#### Texte source:
______________________________

En résumé, Trump a désespérément besoin d'argent. La raison en est très claire. La dette extérieure totale des États-Unis a atteint le niveau record de 28.100 milliards de dollars au premier trimestre de cette année et continue de grimper en flèche. De pays créancier du reste du monde, les États-Unis accumulent une dette extérieure colossale qui n'est plus viable pour au moins trois raisons évidentes. La première est la perte avérée de capacité de production, qui fait que les États-Unis, sans la finance, ne sont plus la première puissance mondiale. La deuxième raison est liée à la première, car cette perte de suprématie ne permet plus à la Réserve fédérale de produire des dollars pour couvrir la dette américaine.
La troisième raison réside dans l'énorme masse de dette fédérale comprise dans le total des dépenses d'emprunt : la dette publique américaine, comme l'a déclaré candidement Jerome Powell lui-même, n'est plus viable. D'ailleurs, les chiffres sont très explicites. La dette extérieure des États-Unis équivaut à 100% du PIB américain, dans un contexte où la dette publique et privée totale des États-Unis est supérieure à 250% du même PIB et où les recettes totales (fédérales, étatiques et locales) que Trump voudrait réduire davantage n'atteignent pas 5000 milliards de dollars.
Le capitalisme financier américain est donc écrasé par sa dépendance vis-à-vis des capitaux et de l'épargne étrangers dont il a besoin, non seulement pour éviter l'insolvabilité de l'État fédéral, mais aussi pour maintenir une bulle boursière qui a atteint environ 50.000 milliards de dollars, grâce à laquelle se maintient la richesse colossale des couches les plus élevées de la population, mais aussi le système désormais très étendu des polices d'assurance, fonds de pension, d'assurances et de produits financiers disséminés dans le monde occidental comme instruments « de substitution » au retrait de l'État social.

______________________________

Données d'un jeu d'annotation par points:
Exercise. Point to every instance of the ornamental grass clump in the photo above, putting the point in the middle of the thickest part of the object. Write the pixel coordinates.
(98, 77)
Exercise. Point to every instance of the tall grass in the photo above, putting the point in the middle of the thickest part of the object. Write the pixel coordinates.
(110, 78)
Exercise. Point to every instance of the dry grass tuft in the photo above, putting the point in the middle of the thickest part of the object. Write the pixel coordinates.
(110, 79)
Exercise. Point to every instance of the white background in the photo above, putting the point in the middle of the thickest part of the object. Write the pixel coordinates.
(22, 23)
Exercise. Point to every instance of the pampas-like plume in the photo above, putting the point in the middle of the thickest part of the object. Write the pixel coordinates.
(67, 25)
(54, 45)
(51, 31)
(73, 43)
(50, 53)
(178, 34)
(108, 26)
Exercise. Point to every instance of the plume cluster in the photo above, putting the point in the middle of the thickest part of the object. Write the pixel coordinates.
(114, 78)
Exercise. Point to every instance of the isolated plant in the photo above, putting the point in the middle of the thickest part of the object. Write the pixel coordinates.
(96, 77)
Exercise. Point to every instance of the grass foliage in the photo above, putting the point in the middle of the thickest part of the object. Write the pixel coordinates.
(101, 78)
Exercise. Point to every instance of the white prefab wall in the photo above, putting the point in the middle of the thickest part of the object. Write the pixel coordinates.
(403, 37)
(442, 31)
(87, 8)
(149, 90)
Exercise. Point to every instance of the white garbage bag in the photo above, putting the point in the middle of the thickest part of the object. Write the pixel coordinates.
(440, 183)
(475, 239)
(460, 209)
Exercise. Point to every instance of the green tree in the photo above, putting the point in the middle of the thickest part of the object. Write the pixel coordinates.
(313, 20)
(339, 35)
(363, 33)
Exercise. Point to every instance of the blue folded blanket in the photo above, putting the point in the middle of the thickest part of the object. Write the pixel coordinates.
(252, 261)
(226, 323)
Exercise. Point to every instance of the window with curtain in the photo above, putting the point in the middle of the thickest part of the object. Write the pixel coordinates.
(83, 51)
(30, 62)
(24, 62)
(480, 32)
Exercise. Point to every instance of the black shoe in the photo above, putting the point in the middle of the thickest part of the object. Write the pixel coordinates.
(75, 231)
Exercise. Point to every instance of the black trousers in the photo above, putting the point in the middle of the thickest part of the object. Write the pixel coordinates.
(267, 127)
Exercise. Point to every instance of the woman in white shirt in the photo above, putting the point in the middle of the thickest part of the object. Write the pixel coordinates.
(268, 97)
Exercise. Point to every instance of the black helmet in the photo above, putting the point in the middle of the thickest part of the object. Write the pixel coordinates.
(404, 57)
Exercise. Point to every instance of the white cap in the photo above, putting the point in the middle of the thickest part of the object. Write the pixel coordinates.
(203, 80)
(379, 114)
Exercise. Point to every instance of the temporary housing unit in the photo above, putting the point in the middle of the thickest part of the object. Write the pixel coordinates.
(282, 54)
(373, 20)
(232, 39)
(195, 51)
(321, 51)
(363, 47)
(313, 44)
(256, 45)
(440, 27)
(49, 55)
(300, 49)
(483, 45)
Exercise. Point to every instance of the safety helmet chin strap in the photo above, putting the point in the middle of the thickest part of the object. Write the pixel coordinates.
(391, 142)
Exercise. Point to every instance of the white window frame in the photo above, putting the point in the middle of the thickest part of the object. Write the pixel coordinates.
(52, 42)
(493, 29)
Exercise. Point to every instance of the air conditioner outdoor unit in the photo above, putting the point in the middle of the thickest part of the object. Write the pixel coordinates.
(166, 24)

______________________________

#### Consigne:
Reprenez le texte sur la dette des États-Unis à la suite de sa dernière phrase et poursuivez-le.

#### Réponse:
À la lumière de tout cela, Trump utilise les droits de douane non seulement comme moyen d'encaisser, mais aussi comme arme de pression sur les colonies, « obligées » de transférer toutes leurs ressources vers la capitale de l'empire, accentuant encore davantage la situation paradoxale dans laquelle environ 60% des économies mondiales sont dirigées vers les États-Unis.
Le néolibéralisme a construit un modèle qui prévoit la soumission « libre » au capitalisme financier, avec une centralité américaine absolue, et maintenant que l'empire vacille, précisément parce qu'il a mené à bien les excès inévitables de la subordination, le néolibéralisme lui-même doit trouver des justifications pour expliquer aux populations appauvries la nécessité de continuer à accepter la soumission. Dans cette action, le discours néolibéral trouve des chantres tant à droite que dans le progressisme, prompts à soutenir qu'il n'y a pas d'alternative. En effet, pour les néolibéraux de droite comme de gauche, les riches et les pauvres doivent rester tels quels.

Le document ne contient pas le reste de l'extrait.